(Your objective):
Take the data below and repeat it exactly.

(Data shown):
+ + + + + + +

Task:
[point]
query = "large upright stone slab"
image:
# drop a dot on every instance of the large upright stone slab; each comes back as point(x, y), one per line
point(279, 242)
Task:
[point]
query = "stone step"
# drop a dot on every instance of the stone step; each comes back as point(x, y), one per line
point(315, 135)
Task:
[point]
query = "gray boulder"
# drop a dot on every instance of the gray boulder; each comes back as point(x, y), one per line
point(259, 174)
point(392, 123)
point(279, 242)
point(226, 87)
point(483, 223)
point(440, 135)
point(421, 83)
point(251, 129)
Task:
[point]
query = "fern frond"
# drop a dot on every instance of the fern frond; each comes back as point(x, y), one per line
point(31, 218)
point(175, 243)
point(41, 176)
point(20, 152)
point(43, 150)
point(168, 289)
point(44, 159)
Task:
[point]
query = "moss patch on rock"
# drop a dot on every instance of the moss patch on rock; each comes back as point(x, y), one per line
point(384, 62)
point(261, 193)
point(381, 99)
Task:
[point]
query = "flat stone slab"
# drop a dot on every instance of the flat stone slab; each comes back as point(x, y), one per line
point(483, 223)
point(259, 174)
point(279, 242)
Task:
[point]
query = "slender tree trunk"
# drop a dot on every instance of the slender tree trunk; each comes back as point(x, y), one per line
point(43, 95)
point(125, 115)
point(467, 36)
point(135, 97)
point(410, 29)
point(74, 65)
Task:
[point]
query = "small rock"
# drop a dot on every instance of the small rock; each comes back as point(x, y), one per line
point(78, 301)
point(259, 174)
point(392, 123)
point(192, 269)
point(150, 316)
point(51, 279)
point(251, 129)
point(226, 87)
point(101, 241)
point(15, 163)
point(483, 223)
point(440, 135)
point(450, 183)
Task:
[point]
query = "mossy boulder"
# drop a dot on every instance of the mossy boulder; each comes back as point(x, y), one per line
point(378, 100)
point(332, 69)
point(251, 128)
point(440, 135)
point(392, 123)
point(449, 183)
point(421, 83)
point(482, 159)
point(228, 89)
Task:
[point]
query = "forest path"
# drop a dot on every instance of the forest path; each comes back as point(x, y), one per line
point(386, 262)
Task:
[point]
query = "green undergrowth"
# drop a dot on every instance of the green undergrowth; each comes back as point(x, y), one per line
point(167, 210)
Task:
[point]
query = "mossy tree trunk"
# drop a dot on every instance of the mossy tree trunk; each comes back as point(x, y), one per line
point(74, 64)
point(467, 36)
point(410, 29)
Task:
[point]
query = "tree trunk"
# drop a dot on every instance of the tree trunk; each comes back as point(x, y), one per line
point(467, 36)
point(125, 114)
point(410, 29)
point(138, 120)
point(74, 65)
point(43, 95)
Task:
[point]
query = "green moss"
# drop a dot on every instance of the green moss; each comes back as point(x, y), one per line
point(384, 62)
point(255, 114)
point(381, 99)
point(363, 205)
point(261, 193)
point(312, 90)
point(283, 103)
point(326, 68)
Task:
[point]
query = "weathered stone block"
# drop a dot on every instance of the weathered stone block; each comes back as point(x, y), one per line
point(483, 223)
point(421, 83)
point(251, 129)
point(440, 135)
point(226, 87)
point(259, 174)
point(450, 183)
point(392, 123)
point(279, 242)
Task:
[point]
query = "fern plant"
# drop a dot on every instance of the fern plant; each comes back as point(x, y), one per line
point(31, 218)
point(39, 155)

+ + + + + + +

(Answer to this exercise):
Task:
[point]
query = "large upright stone slab"
image:
# drop a dot on every instance of the large upright stone slab; each comes back as point(x, y), one per line
point(279, 242)
Task:
[point]
query = "stone step"
# drop a dot on every instance of the stone step; each comes back as point(x, y), one per line
point(315, 135)
Task:
[point]
query = "gray boulder"
# drop a dot on every instance of the gray boulder; each comes back as point(x, y), one per line
point(259, 174)
point(392, 123)
point(279, 242)
point(226, 87)
point(483, 223)
point(440, 135)
point(421, 83)
point(251, 129)
Task:
[point]
query = "fern frond"
# drop a dot on every instance of the fern frond; each comes back as point(x, y), one per line
point(31, 218)
point(175, 243)
point(41, 176)
point(20, 152)
point(43, 150)
point(168, 289)
point(44, 159)
Task:
[point]
query = "moss patch on rock"
# drop a dot on every instance of the moss patch on rock; each comes back as point(x, y), one per line
point(384, 62)
point(261, 193)
point(381, 99)
Task:
[point]
query = "flat stone slab"
# drop a dot on every instance of the flat stone slab; each comes back as point(x, y), one per line
point(483, 223)
point(259, 174)
point(279, 242)
Task:
[point]
query = "slender tree trunk"
# drop a dot on every instance of the slender tree trunk; each comes back as point(x, y), one per line
point(43, 95)
point(125, 115)
point(467, 36)
point(135, 97)
point(410, 29)
point(74, 65)
Task:
[point]
query = "small rock"
# drop a dot on every instance of the small rock; each comes back as point(x, y), one per line
point(78, 301)
point(259, 174)
point(392, 123)
point(192, 269)
point(150, 316)
point(51, 279)
point(251, 129)
point(226, 87)
point(101, 241)
point(15, 163)
point(483, 223)
point(440, 135)
point(450, 183)
Task:
[point]
query = "mossy boulder"
# drop a dot on every instance of the mossy boulder; each comes back as point(x, y), one per line
point(378, 100)
point(332, 69)
point(251, 128)
point(440, 135)
point(392, 123)
point(449, 183)
point(421, 83)
point(482, 159)
point(228, 89)
Task:
[point]
query = "forest path"
# drop a dot on every instance of the forest path; each comes back as point(x, y), one per line
point(386, 262)
Task:
[point]
query = "green undergrowth"
# drop a dot on every instance of the green undergrowth; each comes back as point(x, y), one per line
point(167, 210)
Task:
[point]
query = "mossy tree trunk"
# drop a dot on every instance of the mossy tree trunk; each comes back as point(x, y), one per line
point(74, 64)
point(467, 36)
point(410, 29)
Task:
[point]
query = "tree trunk"
# drop a dot on every instance of the tree trunk; each comes back as point(x, y), one per line
point(467, 36)
point(125, 114)
point(410, 29)
point(138, 120)
point(74, 65)
point(43, 95)
Task:
[point]
query = "green moss"
# drop a dot on every instance of the green moss; each comes back as point(x, y), one per line
point(384, 62)
point(255, 114)
point(381, 99)
point(363, 205)
point(261, 193)
point(312, 90)
point(283, 103)
point(326, 68)
Task:
[point]
query = "weathered stone block"
# drop a dot on every instance of the weathered stone block; each comes back as point(x, y), one per line
point(483, 223)
point(421, 83)
point(251, 129)
point(440, 135)
point(226, 87)
point(259, 174)
point(450, 183)
point(392, 123)
point(279, 242)
Task:
[point]
query = "fern plant"
# drop a dot on every instance of the fern plant; each comes back as point(x, y), one per line
point(31, 218)
point(39, 155)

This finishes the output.